Frau Abg. Cárdenas, Sie wissen auch, dass nahezu jeder dieser Abschiebungen, die in unserem Land stattfindet, eine gerichtliche Entscheidung vorausgegangen ist, dass es nicht nur eine gerichtliche Entscheidung gewesen ist, sondern dass in vielen Fällen ein ganzer Instanzenzug von Entscheidungen unabhängiger Gerichte vorausgegangen ist. Deswegen glaube ich, dass das der falsche Ansatz ist, den Sie gewählt haben, indem Sie von „inhuman“ sprechen. Ich finde, dass das Wort „inhuman“ über das Ziel hinausschießt.
Meine Damen und Herren, es zielt deswegen über das Ziel hinaus,weil es Entscheidungen unabhängiger Richterinnen und Richter sind, die hier als inhuman bezeichnet worden sind. Es ist aber noch viel schlimmer, was Sie als inhuman bezeichnen. Sie bezeichnen die schwierige und die sehr belastende Arbeit der Mitarbeiterinnen und Mit
arbeiter der Ausländerbehörden, aber auch der hessischen Polizei als inhuman. Frau Abg. Cárdenas, ich finde, das geht definitiv nicht.

**Gesammelte Daten**
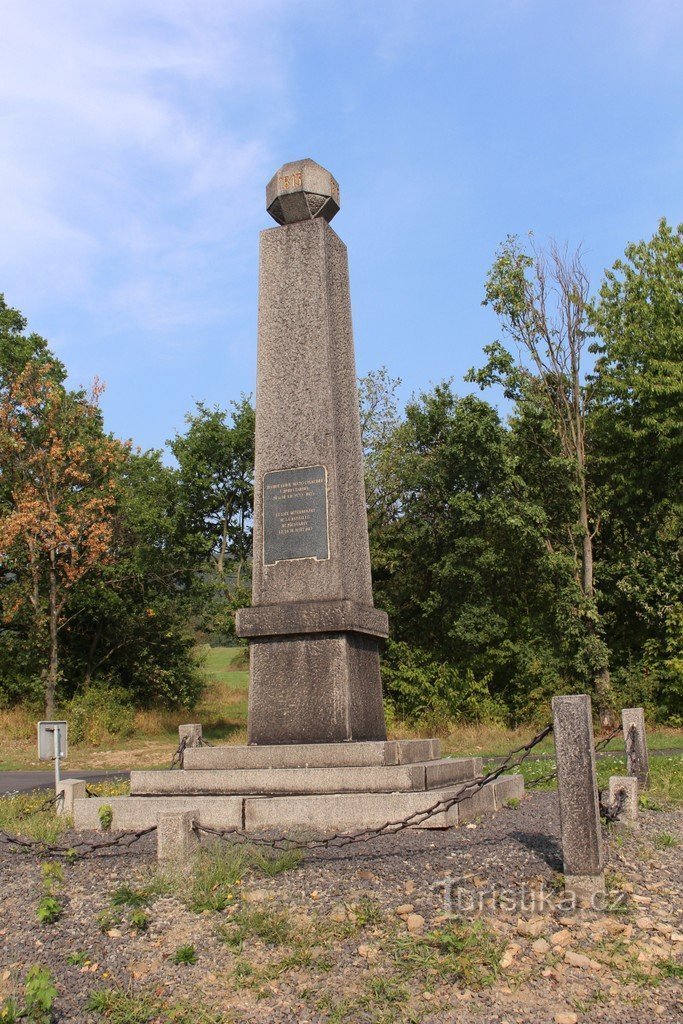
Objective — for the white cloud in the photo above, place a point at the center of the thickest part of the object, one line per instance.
(134, 137)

**Aufgabe**
Führe die Rede über Abschiebungen im Textauszug nach ihrem letzten Satz weiter.

**Ergebnis**
Ich sage Ihnen das als zuständiger Staatssekretär für die hessische Polizei, aber auch als Vertreter der obersten Landesbehörde für die Ausländerbehörden. Keinem der Mitarbeiterinnen und Mitarbeiter der Ausländerbehörden und keinem der hessischen Polizeibeamtinnen und Polizeibeamten fällt es leicht, eine Abschiebung zu vollziehen. Keiner derer ist sich nicht der schwierigen Lage bewusst,die die Betroffenen haben,die abgeschoben werden.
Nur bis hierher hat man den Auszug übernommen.